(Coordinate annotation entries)
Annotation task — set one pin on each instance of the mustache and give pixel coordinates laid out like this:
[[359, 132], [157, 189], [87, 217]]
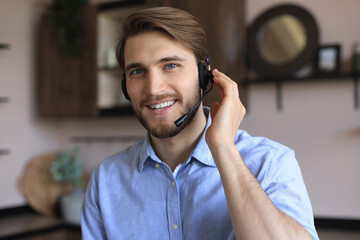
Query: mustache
[[158, 98]]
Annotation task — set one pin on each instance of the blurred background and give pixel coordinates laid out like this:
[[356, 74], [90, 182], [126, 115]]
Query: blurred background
[[52, 100]]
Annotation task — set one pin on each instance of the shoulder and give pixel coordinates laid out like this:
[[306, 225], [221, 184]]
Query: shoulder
[[265, 158], [122, 161]]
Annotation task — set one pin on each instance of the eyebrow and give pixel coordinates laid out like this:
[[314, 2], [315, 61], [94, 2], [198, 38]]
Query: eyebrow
[[162, 60]]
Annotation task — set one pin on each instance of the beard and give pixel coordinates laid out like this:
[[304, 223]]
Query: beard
[[164, 130]]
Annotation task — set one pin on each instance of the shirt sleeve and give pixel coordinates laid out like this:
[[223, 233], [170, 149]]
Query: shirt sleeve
[[286, 189], [92, 226]]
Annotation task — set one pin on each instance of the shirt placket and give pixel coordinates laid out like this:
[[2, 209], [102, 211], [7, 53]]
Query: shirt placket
[[173, 209]]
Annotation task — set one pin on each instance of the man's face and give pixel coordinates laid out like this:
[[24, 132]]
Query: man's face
[[162, 82]]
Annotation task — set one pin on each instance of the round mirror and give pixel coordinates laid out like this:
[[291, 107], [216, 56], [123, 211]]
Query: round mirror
[[282, 40]]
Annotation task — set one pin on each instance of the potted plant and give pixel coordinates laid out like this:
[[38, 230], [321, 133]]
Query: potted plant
[[67, 168]]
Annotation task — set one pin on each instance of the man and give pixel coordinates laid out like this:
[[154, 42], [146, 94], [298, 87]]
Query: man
[[205, 179]]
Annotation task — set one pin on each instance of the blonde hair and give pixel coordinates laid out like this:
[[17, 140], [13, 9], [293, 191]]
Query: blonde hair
[[176, 23]]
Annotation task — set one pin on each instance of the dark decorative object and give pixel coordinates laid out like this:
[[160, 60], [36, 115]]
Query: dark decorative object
[[282, 40], [356, 58], [4, 46], [328, 59], [66, 19]]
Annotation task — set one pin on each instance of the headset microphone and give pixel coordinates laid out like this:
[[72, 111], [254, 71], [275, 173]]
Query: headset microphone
[[205, 77], [182, 119]]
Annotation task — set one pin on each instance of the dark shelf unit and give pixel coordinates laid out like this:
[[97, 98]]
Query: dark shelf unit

(Work to be completed)
Copy the entries word for word, from the line containing "the dark decorative" through the end of the entries.

(Task result)
Annotation task — set one pin on each instance of the dark decorative object and give pixel coordinates laid out like this:
[[160, 60], [36, 115]]
Query: dark decorative object
[[282, 40], [356, 58], [4, 46], [328, 59], [66, 19]]
Annotation task — set one pin on each instance of the headset microphone and give pixel coordinates laid out like this:
[[72, 111], [254, 71], [275, 173]]
Query: headset microphone
[[205, 77], [182, 119]]
Annotation task — set one pin on each instance of the dark shelf unit and give pixel coordinates laid out like this:
[[97, 98]]
Query: dark shelf unit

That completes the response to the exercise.